◆ **Page**
++++++

# This person merits better



## dnlcnwy (May 6, 2021)

Today I was having lunch at one of my regular places. I spoke briefly with one of waitresses there and was burdened for her. This woman has the brains and will of an Eisenhower, it's written all over her spirit and her bearing. The more I watched her the more frustrated I became at seeing this kind of waste of potential. Something must have happened in the course of this person's education that turned her off to the traditional route of career development (something not unheard of in today's America) and now this potential CEO is serving in a biker joint. Don't get me wrong, food service is an honorable career, but this woman could be in charge if Intel.
She knows I'm a Christian and I can sense her watching me, trying to discern if I'm for real. Of course we are supposed to be reaching out to everyone in our sphere, but I really want to talk with this one, not just for her sake but the sake of my own edification. Pray for her and for me.


----------



## Ryan&Amber2013 (May 6, 2021)

++++++

◆ **Records provided**
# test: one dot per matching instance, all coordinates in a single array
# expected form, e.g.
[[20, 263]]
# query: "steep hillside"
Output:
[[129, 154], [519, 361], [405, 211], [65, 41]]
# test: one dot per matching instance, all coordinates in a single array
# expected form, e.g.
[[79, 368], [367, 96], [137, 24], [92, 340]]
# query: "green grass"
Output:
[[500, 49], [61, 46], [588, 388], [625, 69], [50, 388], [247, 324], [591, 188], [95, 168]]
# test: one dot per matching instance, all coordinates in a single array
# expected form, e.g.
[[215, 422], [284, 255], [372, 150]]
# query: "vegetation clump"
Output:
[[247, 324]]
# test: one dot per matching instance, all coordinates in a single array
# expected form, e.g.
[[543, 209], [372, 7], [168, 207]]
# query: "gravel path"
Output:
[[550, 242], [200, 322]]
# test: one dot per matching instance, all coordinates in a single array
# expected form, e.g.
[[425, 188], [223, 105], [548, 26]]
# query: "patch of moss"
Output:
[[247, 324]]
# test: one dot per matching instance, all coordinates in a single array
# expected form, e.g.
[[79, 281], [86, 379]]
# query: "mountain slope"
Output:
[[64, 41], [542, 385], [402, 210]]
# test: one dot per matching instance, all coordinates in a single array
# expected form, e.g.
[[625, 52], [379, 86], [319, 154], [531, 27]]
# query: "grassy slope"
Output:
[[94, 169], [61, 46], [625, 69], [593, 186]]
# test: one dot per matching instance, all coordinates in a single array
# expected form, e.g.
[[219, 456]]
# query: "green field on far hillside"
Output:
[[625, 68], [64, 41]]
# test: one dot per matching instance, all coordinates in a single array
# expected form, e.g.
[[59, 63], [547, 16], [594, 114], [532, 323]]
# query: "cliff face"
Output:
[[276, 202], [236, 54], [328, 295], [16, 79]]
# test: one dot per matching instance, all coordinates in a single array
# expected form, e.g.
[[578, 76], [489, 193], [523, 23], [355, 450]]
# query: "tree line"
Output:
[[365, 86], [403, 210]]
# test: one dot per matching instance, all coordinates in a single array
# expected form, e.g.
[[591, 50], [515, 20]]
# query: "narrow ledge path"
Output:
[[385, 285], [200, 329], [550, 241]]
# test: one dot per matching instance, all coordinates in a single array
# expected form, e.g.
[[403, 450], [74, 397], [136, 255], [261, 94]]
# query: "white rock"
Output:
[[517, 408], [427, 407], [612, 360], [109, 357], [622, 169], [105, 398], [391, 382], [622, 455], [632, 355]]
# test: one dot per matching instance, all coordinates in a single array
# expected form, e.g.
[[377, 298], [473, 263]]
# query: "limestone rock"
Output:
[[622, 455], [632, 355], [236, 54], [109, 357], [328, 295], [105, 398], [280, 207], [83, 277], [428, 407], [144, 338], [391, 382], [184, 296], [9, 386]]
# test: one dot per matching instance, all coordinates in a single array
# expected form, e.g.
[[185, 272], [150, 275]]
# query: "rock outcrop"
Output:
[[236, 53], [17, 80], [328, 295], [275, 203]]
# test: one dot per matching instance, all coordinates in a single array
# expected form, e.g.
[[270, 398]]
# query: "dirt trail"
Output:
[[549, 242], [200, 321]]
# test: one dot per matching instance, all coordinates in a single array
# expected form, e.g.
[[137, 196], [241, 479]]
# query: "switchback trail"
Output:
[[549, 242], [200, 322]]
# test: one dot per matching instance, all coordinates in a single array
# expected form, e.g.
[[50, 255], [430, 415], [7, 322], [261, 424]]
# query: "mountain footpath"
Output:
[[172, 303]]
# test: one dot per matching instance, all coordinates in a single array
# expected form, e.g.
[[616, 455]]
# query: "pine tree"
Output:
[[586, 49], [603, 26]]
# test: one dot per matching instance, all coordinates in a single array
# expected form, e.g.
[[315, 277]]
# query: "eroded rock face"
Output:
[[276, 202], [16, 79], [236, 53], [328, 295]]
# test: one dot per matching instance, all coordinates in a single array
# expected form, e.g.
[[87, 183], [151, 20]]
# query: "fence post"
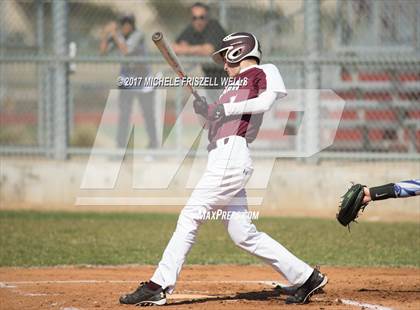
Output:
[[41, 75], [312, 75], [3, 32], [60, 136], [223, 14]]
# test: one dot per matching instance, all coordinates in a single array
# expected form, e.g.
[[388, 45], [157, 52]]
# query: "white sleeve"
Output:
[[260, 104]]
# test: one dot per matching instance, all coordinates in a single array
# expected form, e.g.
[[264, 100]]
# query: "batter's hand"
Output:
[[200, 106]]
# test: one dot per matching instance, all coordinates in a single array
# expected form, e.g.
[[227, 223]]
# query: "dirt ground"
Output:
[[206, 287]]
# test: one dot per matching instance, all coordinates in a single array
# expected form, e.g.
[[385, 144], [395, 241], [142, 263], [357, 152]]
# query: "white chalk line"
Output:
[[363, 305]]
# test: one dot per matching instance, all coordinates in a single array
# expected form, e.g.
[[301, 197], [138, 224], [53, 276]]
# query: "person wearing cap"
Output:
[[202, 37], [233, 122], [129, 41]]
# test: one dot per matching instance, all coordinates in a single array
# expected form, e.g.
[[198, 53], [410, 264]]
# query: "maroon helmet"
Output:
[[237, 46]]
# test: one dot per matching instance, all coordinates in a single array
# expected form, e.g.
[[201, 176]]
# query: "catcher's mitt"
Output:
[[351, 204]]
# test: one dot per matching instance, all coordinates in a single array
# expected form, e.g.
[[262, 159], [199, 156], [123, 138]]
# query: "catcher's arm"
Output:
[[401, 189]]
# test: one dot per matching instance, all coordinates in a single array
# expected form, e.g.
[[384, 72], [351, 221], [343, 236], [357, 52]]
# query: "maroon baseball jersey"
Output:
[[248, 84]]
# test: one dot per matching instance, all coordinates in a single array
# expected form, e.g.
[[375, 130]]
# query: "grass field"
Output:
[[29, 238]]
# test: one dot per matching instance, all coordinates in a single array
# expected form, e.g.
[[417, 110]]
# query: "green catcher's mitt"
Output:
[[351, 204]]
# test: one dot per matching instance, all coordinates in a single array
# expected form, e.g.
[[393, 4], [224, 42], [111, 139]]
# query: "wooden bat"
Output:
[[170, 56]]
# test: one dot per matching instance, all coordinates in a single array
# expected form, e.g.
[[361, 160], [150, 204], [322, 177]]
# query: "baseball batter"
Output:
[[233, 122]]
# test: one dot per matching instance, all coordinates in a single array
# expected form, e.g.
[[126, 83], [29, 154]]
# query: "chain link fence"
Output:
[[54, 82]]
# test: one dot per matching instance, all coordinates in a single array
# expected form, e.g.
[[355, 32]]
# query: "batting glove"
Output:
[[200, 106], [218, 112]]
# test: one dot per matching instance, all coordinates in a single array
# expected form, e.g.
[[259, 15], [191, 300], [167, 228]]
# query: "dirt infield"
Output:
[[205, 287]]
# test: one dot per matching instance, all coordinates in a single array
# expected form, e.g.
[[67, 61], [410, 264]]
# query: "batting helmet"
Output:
[[236, 47]]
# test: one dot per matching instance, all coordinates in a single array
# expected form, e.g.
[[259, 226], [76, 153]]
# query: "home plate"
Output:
[[188, 296]]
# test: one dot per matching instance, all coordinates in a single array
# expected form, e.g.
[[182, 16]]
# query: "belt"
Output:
[[212, 145]]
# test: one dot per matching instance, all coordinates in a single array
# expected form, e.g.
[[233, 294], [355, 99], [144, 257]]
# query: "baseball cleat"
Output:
[[144, 296], [315, 282]]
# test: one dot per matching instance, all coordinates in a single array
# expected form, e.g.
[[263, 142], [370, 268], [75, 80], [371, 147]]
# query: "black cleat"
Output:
[[143, 296], [315, 282]]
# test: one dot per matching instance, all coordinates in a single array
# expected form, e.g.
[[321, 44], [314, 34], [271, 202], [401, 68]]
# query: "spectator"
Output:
[[130, 42], [201, 38]]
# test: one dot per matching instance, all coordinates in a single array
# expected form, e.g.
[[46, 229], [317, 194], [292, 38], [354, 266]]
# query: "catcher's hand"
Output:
[[201, 107], [351, 204]]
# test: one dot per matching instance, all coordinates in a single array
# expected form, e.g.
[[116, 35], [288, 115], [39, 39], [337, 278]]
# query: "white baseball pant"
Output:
[[222, 185]]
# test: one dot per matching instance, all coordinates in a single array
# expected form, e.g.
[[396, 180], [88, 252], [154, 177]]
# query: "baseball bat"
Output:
[[171, 58]]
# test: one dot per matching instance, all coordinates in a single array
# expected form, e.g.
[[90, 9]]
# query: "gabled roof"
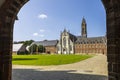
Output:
[[46, 42]]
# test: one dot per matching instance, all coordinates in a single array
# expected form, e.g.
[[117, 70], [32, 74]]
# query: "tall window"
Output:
[[64, 42], [70, 47]]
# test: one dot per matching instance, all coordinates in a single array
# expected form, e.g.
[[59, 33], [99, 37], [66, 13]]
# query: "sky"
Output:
[[45, 19]]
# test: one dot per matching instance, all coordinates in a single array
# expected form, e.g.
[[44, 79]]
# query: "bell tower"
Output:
[[84, 28]]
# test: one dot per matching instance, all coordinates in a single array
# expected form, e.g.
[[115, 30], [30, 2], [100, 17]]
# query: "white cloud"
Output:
[[41, 35], [42, 16], [38, 35], [42, 30], [35, 34]]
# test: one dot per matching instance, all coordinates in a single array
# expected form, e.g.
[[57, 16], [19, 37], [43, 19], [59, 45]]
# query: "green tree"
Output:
[[41, 48], [33, 48]]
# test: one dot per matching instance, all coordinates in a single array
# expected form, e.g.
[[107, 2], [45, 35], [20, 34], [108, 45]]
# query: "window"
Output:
[[64, 42]]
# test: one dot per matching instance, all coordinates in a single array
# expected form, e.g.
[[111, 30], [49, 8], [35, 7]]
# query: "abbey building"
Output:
[[71, 44]]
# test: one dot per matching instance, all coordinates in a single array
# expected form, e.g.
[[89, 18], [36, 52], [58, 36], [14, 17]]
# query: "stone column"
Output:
[[5, 50], [113, 37]]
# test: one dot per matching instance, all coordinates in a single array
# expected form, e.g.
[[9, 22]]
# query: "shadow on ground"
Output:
[[18, 59], [31, 74]]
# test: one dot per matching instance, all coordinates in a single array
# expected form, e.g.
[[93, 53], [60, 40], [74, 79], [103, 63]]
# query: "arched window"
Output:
[[64, 41]]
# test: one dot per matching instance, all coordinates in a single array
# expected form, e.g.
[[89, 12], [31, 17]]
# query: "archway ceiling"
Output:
[[1, 2]]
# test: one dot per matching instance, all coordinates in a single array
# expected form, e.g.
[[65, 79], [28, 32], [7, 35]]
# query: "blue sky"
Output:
[[45, 19]]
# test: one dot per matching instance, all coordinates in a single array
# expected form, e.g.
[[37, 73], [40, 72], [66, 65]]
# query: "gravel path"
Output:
[[91, 69]]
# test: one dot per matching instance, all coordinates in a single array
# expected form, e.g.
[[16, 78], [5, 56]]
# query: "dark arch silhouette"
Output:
[[8, 13]]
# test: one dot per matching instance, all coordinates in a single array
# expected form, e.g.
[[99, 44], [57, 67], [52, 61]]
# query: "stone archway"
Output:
[[8, 14]]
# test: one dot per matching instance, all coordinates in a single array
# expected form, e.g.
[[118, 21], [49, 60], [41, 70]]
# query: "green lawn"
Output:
[[47, 59]]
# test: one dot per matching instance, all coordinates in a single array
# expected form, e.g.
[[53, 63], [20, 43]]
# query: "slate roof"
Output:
[[46, 42], [90, 40]]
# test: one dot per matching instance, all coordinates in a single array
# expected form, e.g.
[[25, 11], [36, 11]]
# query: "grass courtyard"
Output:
[[45, 60]]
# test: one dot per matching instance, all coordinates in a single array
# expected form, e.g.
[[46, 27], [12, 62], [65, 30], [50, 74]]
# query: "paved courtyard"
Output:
[[91, 69]]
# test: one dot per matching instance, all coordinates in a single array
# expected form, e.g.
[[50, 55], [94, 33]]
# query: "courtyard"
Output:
[[94, 68]]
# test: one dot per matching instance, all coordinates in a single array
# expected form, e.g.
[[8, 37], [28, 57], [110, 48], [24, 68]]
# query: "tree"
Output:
[[33, 48], [41, 48]]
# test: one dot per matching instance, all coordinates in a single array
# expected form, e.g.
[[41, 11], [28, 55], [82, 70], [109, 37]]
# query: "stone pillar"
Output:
[[5, 50], [113, 37], [8, 14]]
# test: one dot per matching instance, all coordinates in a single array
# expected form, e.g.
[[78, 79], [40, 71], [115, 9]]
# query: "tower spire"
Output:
[[84, 28]]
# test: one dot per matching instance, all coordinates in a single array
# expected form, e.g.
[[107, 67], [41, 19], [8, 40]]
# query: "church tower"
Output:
[[84, 28]]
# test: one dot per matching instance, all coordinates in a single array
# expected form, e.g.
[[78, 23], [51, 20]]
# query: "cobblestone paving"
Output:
[[91, 69]]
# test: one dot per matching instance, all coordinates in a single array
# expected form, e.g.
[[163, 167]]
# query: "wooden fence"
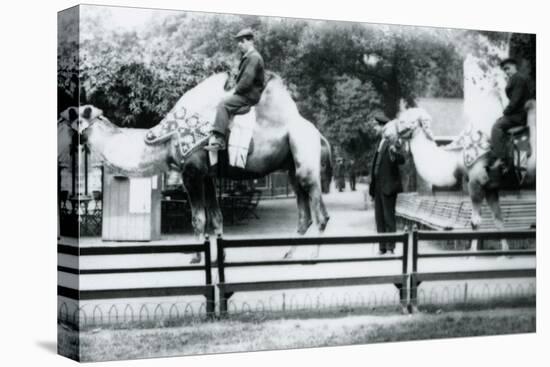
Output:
[[406, 280], [206, 289]]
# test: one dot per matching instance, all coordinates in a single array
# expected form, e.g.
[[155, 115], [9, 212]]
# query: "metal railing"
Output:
[[407, 279], [417, 277]]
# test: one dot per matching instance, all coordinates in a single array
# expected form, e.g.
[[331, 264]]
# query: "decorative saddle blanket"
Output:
[[191, 133], [474, 144]]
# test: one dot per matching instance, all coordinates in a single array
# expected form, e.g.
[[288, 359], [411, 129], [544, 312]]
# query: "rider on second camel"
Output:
[[518, 93], [249, 86]]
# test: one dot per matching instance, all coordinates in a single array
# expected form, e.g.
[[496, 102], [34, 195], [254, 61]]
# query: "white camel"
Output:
[[441, 166]]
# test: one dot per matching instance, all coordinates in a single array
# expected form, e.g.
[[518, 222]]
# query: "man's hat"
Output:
[[508, 61], [247, 32], [381, 118]]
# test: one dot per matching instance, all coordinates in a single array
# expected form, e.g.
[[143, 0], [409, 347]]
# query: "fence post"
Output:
[[413, 282], [221, 275], [210, 298], [404, 290]]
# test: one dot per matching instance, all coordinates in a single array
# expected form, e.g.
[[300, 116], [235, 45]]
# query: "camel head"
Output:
[[81, 118], [413, 121]]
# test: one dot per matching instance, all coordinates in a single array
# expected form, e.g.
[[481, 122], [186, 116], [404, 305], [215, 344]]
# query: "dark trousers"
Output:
[[352, 182], [228, 107], [499, 134], [384, 214]]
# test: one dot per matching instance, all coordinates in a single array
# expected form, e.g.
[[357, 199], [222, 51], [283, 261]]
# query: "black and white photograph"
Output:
[[237, 183]]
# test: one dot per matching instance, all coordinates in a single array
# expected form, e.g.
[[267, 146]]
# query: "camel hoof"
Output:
[[323, 225], [196, 259], [315, 253], [289, 255]]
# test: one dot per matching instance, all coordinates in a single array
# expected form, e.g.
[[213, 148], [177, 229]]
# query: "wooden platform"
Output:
[[454, 210]]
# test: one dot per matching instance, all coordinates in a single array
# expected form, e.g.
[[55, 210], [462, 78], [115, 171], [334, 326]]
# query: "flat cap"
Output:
[[381, 118], [247, 32], [508, 61]]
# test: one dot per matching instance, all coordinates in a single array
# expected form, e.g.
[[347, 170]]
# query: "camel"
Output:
[[282, 139], [440, 165]]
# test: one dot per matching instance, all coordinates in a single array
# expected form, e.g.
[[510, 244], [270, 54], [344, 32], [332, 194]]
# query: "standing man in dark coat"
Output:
[[385, 184], [518, 93], [352, 174], [249, 86]]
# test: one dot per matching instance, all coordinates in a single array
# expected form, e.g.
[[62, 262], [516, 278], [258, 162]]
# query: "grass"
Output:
[[238, 335]]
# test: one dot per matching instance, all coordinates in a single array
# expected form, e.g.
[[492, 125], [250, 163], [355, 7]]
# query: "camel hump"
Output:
[[240, 137]]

++++++

◆ **What is required**
Reproduce the forum thread about the waitress word for word, from its title to the last line.

◆ **Response**
# This person merits better



## dnlcnwy (May 6, 2021)

Today I was having lunch at one of my regular places. I spoke briefly with one of waitresses there and was burdened for her. This woman has the brains and will of an Eisenhower, it's written all over her spirit and her bearing. The more I watched her the more frustrated I became at seeing this kind of waste of potential. Something must have happened in the course of this person's education that turned her off to the traditional route of career development (something not unheard of in today's America) and now this potential CEO is serving in a biker joint. Don't get me wrong, food service is an honorable career, but this woman could be in charge if Intel.
She knows I'm a Christian and I can sense her watching me, trying to discern if I'm for real. Of course we are supposed to be reaching out to everyone in our sphere, but I really want to talk with this one, not just for her sake but the sake of my own edification. Pray for her and for me.


----------



## Ryan&Amber2013 (May 6, 2021)